Materials provided:
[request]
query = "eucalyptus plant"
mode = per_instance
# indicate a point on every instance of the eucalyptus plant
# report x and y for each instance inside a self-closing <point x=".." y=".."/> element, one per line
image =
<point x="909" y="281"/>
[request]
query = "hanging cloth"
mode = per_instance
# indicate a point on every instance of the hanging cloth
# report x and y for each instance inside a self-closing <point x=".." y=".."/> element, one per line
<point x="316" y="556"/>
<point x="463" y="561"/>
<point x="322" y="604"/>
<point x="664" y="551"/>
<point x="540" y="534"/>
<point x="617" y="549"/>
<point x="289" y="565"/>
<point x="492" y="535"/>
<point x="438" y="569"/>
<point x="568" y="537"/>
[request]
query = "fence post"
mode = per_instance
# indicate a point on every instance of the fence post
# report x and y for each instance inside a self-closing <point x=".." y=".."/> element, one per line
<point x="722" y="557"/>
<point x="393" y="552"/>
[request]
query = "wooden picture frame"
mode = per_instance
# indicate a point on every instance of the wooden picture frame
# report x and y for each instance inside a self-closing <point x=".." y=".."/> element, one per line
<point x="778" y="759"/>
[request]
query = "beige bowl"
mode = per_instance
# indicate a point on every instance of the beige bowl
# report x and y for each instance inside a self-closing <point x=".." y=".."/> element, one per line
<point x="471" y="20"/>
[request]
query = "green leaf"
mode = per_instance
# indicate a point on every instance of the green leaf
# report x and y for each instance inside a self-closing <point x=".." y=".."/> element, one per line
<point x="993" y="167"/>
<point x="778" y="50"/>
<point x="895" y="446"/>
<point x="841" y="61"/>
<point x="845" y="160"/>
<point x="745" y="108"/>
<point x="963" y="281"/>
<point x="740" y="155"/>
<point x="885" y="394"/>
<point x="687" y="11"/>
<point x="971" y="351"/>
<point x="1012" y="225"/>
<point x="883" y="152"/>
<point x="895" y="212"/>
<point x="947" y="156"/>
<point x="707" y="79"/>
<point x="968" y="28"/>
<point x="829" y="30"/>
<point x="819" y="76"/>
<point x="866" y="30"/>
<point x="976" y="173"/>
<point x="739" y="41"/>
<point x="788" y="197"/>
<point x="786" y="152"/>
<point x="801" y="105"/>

Brief:
In the records above, find each line that holds the word "picture"; copy all such lines.

Answer for this exercise:
query = "wooden picture frame"
# indicate a point on every instance of the wooden picture frame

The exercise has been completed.